= What is expected =
The response should contain only those lines of the entries below that include the string "crane".
#### Extracted data
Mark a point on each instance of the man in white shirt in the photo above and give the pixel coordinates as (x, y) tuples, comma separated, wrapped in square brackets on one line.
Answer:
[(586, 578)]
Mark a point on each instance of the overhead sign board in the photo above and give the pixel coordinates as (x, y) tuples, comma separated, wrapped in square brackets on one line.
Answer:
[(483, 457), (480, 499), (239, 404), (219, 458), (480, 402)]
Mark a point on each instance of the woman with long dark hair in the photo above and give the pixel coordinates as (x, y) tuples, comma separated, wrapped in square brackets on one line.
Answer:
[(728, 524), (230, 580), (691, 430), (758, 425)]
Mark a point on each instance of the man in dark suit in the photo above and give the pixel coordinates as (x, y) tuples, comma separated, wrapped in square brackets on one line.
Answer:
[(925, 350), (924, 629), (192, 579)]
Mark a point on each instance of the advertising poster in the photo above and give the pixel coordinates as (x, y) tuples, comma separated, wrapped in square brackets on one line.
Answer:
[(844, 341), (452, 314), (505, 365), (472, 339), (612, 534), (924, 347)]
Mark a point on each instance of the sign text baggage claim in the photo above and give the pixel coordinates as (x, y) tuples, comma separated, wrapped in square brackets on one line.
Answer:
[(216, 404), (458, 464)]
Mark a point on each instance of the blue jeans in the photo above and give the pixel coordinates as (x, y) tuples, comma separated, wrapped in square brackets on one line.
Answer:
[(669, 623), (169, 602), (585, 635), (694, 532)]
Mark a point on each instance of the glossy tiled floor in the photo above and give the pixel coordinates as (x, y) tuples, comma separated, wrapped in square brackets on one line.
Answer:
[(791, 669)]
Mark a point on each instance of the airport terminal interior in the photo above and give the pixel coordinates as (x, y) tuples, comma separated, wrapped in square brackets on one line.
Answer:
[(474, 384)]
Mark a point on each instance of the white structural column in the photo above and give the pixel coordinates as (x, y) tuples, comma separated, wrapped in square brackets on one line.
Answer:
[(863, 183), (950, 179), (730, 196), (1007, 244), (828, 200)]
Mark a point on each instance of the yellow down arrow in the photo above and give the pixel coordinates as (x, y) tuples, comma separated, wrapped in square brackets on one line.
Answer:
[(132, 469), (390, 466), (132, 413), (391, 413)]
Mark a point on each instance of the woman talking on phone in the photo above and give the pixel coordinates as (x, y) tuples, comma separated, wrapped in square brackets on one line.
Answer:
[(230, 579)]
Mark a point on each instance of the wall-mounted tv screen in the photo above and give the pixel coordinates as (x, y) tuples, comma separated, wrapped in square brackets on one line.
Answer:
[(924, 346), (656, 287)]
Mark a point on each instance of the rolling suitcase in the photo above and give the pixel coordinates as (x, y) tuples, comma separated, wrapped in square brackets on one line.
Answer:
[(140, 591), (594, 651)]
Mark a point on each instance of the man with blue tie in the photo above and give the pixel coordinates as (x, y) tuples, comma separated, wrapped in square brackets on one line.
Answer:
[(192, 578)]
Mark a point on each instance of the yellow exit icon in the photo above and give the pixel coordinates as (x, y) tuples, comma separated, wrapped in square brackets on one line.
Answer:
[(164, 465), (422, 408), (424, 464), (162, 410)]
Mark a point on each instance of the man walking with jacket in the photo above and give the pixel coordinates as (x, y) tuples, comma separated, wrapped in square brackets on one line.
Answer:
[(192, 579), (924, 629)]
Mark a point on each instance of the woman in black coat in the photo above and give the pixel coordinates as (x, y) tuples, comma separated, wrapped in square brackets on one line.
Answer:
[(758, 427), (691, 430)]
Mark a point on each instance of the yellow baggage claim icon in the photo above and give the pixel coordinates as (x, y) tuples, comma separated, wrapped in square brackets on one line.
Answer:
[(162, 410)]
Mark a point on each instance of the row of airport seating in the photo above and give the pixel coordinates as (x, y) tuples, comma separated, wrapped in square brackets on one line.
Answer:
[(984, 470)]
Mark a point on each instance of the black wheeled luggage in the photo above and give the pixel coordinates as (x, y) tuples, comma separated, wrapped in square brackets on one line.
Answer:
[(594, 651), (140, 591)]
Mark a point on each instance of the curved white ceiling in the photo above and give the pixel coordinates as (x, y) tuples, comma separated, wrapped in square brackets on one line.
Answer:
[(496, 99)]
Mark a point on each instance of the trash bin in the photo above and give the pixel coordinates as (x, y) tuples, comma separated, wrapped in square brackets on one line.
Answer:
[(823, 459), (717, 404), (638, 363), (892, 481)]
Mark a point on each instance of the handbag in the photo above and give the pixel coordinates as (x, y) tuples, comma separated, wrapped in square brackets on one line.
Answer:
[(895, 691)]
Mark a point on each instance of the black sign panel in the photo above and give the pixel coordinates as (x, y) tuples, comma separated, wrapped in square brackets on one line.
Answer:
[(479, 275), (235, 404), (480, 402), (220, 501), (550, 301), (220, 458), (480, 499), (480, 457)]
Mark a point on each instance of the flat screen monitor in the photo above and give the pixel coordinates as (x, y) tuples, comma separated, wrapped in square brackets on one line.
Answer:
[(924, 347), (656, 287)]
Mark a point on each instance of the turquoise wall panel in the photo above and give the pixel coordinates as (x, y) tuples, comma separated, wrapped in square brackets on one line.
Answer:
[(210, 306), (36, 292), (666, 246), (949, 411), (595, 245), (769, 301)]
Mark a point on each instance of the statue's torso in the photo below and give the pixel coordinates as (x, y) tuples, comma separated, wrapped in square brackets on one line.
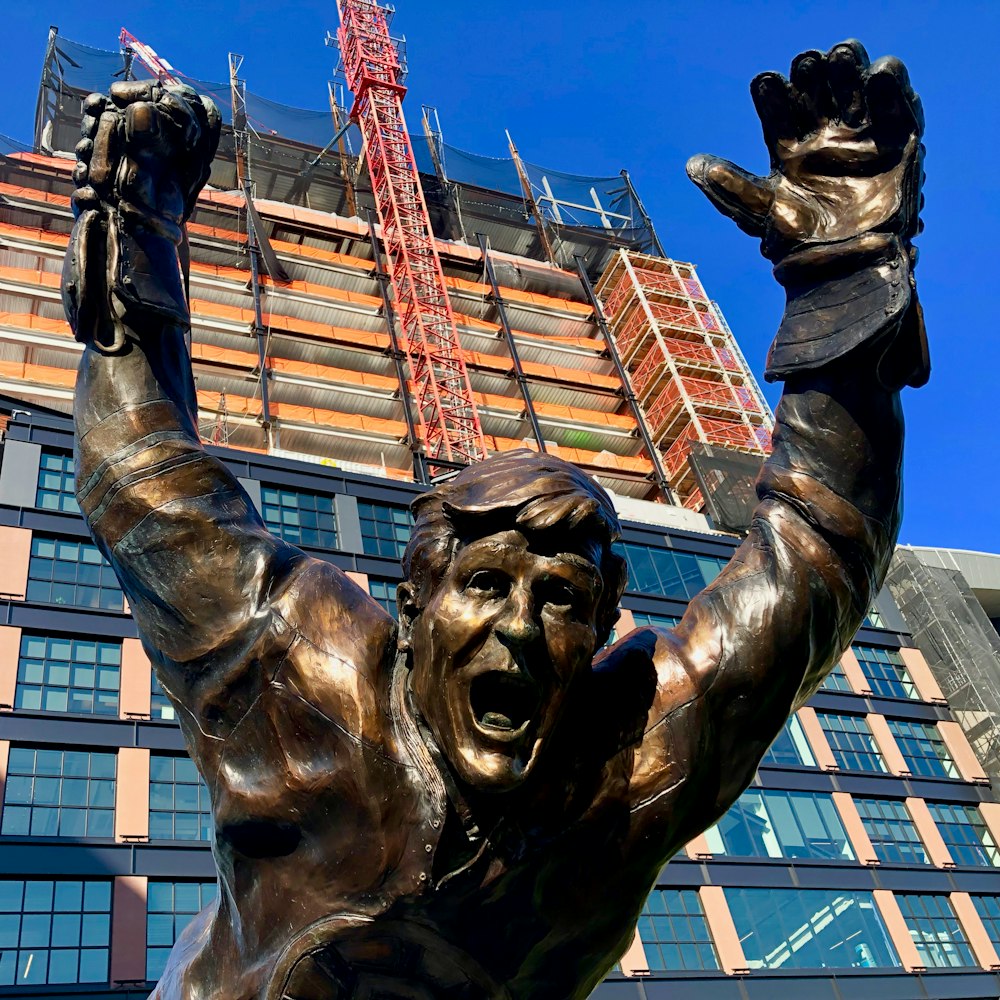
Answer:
[(346, 873)]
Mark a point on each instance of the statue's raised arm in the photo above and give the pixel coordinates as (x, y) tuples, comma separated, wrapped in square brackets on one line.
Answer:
[(199, 568), (836, 216)]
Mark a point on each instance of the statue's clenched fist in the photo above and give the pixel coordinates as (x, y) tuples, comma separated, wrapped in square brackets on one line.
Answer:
[(145, 154), (838, 211)]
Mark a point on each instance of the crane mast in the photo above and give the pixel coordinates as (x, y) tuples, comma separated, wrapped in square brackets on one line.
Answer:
[(446, 410)]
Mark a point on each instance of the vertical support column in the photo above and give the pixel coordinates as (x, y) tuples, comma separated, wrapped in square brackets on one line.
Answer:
[(640, 418), (856, 833), (128, 928), (132, 793), (345, 509), (892, 916), (934, 844), (961, 752), (854, 674), (887, 745), (4, 756), (10, 652), (134, 697), (522, 383), (920, 673), (15, 551), (634, 962), (723, 930), (979, 940), (399, 357), (817, 739)]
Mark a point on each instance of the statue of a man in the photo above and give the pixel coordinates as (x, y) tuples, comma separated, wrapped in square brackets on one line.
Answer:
[(475, 804)]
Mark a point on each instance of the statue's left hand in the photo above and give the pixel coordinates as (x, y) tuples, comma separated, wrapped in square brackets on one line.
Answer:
[(840, 207)]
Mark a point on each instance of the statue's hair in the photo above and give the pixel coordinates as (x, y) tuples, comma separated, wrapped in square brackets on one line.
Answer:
[(522, 489)]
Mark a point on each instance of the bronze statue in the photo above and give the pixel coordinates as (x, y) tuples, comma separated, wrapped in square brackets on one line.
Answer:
[(476, 804)]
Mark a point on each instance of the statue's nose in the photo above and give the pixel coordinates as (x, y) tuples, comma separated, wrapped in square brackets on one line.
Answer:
[(518, 622)]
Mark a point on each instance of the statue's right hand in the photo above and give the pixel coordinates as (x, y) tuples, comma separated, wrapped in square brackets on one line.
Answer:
[(145, 154)]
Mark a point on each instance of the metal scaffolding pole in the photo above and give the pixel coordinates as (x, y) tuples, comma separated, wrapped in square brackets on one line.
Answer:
[(398, 356), (659, 474), (522, 382)]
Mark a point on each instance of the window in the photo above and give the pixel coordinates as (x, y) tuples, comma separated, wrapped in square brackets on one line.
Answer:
[(810, 929), (923, 749), (59, 793), (300, 518), (935, 930), (68, 675), (662, 621), (170, 907), (666, 572), (854, 748), (988, 908), (965, 832), (64, 572), (159, 704), (54, 932), (790, 749), (885, 672), (385, 530), (56, 489), (384, 591), (674, 932), (179, 806), (772, 824), (836, 680), (890, 829)]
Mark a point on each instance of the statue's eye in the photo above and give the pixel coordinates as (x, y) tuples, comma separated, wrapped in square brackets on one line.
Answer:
[(488, 583)]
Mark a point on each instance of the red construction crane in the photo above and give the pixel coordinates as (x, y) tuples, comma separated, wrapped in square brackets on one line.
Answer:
[(449, 423), (157, 65)]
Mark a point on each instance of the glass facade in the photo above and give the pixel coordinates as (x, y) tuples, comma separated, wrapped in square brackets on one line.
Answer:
[(885, 672), (385, 529), (674, 932), (61, 674), (851, 740), (300, 518), (59, 793), (810, 929), (791, 748), (71, 573), (666, 572), (54, 932), (923, 749), (965, 834), (776, 824), (179, 806), (384, 591), (170, 907), (931, 921), (56, 483), (891, 830)]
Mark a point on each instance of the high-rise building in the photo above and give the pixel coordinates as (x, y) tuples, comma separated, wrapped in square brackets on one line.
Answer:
[(861, 862)]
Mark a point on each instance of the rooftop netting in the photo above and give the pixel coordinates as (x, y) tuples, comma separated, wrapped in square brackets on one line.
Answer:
[(600, 204)]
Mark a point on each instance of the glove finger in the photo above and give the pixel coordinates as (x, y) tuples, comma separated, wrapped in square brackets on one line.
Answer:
[(847, 63), (743, 197)]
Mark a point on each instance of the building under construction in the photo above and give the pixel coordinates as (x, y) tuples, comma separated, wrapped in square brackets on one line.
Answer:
[(373, 308)]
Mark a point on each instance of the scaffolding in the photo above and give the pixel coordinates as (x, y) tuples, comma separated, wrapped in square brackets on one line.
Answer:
[(685, 368)]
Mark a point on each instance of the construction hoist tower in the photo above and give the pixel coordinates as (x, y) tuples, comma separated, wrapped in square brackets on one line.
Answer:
[(448, 422)]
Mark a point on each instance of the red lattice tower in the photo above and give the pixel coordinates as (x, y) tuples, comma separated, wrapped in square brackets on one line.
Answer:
[(449, 423)]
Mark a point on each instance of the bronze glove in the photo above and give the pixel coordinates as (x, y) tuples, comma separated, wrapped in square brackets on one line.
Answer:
[(838, 211), (146, 152)]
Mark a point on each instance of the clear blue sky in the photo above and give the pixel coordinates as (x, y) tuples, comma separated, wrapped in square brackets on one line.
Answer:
[(593, 87)]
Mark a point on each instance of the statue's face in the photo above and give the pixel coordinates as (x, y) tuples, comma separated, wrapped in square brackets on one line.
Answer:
[(505, 635)]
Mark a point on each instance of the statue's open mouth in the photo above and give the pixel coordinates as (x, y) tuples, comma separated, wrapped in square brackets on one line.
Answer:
[(503, 702)]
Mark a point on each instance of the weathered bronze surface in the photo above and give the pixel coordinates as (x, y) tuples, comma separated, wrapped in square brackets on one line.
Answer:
[(476, 805)]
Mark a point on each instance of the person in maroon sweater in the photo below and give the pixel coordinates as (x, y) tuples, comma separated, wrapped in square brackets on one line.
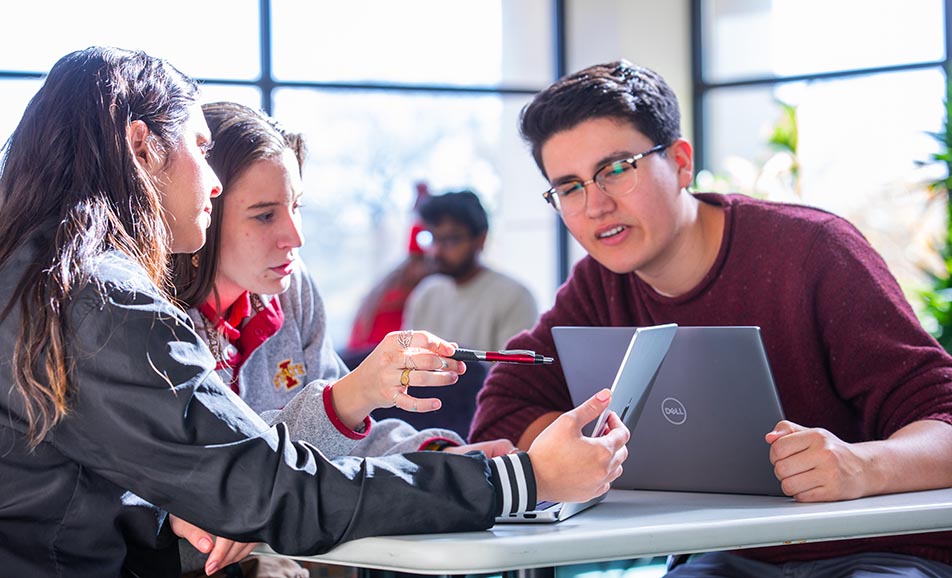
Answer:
[(867, 392)]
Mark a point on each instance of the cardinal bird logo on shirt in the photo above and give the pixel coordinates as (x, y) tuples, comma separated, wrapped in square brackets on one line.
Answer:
[(287, 375)]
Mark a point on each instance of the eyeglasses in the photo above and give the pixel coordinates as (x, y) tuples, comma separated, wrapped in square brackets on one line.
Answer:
[(614, 179)]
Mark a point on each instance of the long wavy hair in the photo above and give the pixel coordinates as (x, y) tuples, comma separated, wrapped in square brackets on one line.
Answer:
[(69, 165), (242, 136)]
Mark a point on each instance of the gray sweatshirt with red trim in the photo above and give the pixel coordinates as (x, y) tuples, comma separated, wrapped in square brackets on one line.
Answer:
[(284, 379)]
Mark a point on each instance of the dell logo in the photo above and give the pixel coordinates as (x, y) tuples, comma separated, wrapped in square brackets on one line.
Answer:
[(673, 411)]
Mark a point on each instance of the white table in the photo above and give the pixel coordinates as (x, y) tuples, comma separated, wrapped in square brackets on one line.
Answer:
[(635, 524)]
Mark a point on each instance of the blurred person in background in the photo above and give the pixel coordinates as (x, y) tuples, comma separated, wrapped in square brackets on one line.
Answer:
[(466, 302)]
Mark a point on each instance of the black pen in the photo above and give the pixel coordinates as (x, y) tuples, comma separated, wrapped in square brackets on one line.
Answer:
[(504, 356)]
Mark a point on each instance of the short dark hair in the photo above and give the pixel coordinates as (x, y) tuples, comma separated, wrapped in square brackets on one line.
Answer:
[(463, 207), (619, 90)]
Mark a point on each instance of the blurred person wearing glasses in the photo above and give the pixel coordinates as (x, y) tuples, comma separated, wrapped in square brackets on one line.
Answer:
[(867, 391), (467, 301)]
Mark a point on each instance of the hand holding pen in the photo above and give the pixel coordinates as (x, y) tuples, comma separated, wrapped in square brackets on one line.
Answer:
[(525, 356)]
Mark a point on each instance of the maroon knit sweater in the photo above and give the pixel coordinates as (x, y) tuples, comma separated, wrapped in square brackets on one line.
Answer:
[(847, 352)]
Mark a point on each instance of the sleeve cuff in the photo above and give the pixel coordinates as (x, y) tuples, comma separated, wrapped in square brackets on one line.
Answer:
[(336, 421), (437, 444), (514, 480)]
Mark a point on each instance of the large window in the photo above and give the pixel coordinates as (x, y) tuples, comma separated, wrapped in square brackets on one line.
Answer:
[(388, 94), (864, 81)]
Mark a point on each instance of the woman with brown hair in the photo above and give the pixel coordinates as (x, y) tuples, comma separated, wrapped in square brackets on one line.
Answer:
[(106, 390)]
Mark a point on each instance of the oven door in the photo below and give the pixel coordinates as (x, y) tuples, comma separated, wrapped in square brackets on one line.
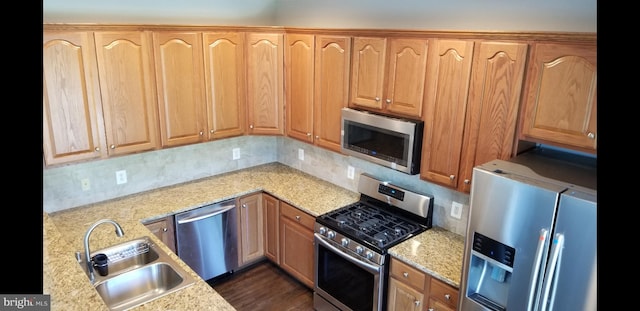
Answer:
[(345, 282)]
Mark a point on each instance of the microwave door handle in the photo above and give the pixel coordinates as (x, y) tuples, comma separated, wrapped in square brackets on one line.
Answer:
[(536, 276), (340, 253), (552, 271)]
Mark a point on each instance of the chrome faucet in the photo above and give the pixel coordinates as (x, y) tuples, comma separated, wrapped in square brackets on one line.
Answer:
[(119, 233)]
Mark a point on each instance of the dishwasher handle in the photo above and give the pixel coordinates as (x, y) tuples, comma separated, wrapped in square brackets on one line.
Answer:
[(205, 213)]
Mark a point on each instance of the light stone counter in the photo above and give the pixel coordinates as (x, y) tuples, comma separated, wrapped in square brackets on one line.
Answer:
[(63, 233), (436, 251)]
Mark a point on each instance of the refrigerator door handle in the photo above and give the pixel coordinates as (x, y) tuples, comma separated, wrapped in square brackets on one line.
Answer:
[(536, 276), (554, 262)]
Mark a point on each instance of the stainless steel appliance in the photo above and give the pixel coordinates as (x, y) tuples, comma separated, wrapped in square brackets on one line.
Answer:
[(207, 239), (531, 240), (389, 141), (351, 243)]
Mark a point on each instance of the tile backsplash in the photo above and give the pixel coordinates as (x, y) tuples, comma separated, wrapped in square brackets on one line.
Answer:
[(63, 186)]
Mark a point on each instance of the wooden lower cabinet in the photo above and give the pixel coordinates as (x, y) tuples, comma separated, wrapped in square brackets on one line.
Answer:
[(296, 243), (411, 289), (164, 229), (251, 228)]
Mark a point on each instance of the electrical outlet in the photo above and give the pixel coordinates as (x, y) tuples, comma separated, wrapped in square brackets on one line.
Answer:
[(121, 177), (350, 172), (456, 210), (86, 185)]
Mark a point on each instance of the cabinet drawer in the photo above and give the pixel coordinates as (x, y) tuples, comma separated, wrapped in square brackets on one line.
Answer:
[(407, 274), (297, 215), (441, 291)]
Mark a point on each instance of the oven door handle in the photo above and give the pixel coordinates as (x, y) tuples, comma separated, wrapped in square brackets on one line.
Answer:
[(339, 252)]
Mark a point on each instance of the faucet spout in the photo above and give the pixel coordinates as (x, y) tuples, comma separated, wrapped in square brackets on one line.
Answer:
[(119, 233)]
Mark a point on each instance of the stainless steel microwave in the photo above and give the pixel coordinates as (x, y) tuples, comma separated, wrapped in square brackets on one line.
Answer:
[(390, 141)]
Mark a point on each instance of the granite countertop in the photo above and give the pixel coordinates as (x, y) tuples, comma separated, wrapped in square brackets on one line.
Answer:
[(63, 233)]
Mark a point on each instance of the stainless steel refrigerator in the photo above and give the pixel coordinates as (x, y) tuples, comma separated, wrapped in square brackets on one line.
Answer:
[(531, 241)]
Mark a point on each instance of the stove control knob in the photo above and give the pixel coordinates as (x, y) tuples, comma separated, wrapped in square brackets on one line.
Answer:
[(345, 242), (368, 255)]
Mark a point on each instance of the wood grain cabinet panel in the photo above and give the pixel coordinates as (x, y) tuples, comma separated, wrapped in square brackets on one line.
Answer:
[(560, 106), (128, 90), (180, 82), (73, 128), (388, 75), (265, 102)]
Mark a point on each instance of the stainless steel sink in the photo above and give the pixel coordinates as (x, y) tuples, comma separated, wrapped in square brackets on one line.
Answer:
[(139, 272)]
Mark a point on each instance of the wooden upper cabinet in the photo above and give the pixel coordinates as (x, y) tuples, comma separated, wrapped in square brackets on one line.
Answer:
[(299, 74), (127, 85), (496, 86), (265, 62), (180, 83), (447, 85), (225, 84), (72, 109), (560, 103), (388, 75), (331, 91)]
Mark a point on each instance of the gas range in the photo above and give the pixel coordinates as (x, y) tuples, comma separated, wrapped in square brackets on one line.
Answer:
[(385, 216)]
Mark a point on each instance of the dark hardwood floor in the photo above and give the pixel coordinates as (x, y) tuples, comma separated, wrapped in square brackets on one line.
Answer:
[(263, 286)]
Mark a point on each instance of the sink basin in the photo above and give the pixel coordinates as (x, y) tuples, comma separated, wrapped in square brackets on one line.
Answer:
[(140, 285), (139, 271)]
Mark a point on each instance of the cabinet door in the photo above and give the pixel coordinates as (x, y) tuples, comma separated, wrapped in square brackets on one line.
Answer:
[(251, 228), (225, 84), (296, 244), (165, 231), (332, 68), (406, 72), (448, 75), (127, 85), (72, 109), (367, 72), (403, 297), (265, 62), (561, 100), (181, 98), (271, 208), (494, 97), (299, 56)]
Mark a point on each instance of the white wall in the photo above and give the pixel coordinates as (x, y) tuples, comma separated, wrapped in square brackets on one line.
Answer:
[(489, 15)]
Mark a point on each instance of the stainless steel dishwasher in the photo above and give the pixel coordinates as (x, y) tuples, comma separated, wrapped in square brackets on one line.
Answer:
[(207, 239)]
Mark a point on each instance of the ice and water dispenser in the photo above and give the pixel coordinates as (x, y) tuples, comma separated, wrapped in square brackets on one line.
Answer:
[(490, 270)]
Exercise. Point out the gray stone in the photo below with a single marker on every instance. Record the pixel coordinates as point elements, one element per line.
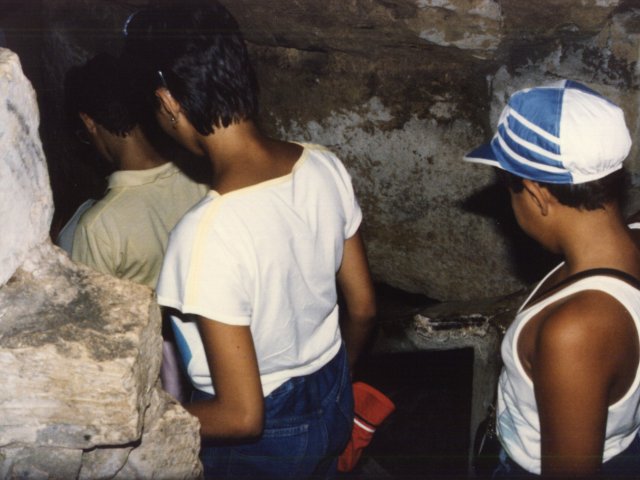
########
= Answer for this exercise =
Mark a point on each instance of the crane mast in the photo above and give the pixel coordinates as (x, y) tuples, comma separated, wrapped in square brackets on one line.
Mark a point on each instance of the red construction crane in the photo above and give the pixel coordinates as (x, y) tuples, comma separated, wrapped in square brackets on one line.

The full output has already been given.